**Written problem:**
Pick out each line in the material below that contains the word "flower" and copy those lines.

**Recorded data:**
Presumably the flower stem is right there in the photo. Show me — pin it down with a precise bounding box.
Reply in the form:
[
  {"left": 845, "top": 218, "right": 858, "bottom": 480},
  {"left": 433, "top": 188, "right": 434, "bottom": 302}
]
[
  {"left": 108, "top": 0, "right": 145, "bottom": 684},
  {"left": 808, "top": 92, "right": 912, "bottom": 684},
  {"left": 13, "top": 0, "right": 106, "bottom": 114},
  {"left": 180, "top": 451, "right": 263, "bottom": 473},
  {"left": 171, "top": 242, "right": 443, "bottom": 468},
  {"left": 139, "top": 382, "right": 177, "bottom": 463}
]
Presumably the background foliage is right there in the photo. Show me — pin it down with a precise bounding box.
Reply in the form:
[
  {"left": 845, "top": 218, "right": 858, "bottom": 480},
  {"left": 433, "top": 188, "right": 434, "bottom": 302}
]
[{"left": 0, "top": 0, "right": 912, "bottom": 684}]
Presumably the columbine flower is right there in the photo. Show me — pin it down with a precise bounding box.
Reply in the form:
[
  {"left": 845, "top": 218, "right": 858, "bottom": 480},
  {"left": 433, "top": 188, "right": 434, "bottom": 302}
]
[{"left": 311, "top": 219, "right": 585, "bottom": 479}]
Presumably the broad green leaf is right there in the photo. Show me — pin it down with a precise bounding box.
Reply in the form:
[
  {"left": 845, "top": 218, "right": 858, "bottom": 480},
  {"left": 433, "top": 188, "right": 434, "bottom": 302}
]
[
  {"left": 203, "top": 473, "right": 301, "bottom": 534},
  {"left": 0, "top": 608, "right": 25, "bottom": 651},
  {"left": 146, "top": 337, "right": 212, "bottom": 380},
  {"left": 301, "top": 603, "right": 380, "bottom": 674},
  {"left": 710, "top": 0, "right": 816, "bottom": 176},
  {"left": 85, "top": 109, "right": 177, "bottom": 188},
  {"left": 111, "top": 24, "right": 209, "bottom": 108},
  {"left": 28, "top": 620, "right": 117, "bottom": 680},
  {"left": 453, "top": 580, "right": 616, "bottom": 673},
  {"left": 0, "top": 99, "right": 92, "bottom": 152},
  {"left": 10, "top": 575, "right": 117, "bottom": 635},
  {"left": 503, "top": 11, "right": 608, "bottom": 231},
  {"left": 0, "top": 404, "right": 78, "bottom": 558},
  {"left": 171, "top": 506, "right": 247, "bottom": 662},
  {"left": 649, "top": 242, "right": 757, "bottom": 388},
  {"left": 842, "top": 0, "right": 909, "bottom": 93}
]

**Solution for this problem:**
Presumably the flower stem is right there in the photo. Show me — pin it down with a precise bounding box.
Presumably the columbine flower is right there in the photo. Show me — pin it down with a precise bounding box.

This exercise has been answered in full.